**Information given:**
══════════

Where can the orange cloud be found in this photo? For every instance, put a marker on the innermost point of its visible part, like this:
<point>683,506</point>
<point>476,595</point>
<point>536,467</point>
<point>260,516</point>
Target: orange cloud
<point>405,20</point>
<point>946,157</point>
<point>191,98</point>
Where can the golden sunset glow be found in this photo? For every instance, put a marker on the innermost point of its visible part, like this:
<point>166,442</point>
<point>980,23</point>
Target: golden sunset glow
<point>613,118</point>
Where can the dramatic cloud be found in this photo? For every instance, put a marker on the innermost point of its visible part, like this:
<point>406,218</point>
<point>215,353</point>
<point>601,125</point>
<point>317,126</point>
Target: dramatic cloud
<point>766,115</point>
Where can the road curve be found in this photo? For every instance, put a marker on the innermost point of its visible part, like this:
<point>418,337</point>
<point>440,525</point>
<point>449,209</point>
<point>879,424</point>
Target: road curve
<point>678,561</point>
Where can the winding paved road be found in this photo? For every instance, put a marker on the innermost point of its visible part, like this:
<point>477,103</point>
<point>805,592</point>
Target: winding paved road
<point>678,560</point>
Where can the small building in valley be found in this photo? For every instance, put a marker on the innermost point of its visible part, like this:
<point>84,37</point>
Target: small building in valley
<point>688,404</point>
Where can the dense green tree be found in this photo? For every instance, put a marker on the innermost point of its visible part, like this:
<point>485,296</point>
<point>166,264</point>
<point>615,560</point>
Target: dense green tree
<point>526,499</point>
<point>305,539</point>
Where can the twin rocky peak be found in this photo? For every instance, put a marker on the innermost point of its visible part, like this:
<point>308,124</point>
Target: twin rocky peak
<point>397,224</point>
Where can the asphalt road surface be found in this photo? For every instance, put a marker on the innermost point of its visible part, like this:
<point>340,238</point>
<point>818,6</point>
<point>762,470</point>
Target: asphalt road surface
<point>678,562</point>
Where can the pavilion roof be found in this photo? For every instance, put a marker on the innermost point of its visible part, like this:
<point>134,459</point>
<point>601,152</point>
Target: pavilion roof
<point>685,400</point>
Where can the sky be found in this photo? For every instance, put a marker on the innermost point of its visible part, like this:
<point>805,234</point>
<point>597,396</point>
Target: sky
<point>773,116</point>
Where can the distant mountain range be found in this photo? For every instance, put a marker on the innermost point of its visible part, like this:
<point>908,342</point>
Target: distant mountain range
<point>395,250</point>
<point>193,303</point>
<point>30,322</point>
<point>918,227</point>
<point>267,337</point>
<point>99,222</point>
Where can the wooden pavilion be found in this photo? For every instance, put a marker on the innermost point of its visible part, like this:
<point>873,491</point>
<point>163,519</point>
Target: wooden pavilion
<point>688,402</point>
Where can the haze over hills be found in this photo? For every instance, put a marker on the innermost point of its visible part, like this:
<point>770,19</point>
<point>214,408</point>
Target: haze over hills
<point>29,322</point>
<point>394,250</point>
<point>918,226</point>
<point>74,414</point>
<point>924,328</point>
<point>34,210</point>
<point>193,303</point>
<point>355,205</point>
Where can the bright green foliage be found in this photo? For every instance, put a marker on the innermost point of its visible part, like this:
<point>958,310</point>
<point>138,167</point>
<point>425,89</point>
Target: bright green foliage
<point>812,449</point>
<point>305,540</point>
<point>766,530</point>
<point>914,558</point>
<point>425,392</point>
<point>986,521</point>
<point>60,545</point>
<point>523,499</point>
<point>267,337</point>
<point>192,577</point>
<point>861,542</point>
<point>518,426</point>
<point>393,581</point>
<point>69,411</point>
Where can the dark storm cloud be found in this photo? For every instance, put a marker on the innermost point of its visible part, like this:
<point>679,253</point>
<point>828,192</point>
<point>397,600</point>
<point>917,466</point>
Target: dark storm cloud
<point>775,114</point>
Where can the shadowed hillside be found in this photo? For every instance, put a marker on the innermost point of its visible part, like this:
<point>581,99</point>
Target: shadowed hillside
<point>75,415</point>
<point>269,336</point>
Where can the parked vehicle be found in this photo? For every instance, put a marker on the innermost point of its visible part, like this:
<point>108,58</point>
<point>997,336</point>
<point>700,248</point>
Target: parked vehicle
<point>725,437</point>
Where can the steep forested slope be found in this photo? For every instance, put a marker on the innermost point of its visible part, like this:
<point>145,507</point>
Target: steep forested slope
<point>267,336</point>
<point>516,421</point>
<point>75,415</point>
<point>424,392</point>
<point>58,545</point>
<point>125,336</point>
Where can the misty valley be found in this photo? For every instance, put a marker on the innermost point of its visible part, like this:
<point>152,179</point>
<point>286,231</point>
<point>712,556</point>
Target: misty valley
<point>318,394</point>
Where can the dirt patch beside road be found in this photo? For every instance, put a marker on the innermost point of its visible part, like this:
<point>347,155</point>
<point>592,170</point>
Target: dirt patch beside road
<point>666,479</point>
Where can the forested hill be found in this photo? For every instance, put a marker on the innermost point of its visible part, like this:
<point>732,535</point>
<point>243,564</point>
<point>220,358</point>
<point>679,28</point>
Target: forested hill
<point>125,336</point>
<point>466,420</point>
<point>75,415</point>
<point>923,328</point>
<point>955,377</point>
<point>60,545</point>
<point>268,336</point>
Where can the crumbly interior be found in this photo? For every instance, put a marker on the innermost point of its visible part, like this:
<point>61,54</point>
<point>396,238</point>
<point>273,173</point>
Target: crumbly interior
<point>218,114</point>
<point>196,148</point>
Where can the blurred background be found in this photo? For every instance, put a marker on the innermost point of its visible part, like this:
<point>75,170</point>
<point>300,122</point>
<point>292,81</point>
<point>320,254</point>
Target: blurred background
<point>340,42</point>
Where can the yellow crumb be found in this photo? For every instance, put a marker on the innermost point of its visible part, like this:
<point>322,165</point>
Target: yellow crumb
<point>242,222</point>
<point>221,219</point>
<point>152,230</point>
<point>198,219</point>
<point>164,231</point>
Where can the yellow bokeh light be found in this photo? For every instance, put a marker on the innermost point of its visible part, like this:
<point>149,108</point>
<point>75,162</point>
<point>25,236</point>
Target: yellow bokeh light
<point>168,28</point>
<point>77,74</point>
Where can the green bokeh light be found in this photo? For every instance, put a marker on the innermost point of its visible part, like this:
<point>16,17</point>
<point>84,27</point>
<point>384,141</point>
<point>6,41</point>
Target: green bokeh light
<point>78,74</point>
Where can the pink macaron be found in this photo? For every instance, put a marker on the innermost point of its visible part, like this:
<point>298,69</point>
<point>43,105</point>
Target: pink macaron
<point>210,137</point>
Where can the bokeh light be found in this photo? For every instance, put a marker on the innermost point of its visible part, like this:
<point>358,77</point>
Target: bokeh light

══════════

Copy the records from the very first line through the line that contains "<point>191,98</point>", swapping "orange cloud" for "red cloud" and leaving everything else unchanged.

**The response:**
Where can the red cloud be found in this photo? For every instance, put a marker on the innermost point of its visible part, like this:
<point>683,506</point>
<point>476,595</point>
<point>536,467</point>
<point>260,516</point>
Target: red cloud
<point>405,20</point>
<point>946,157</point>
<point>191,98</point>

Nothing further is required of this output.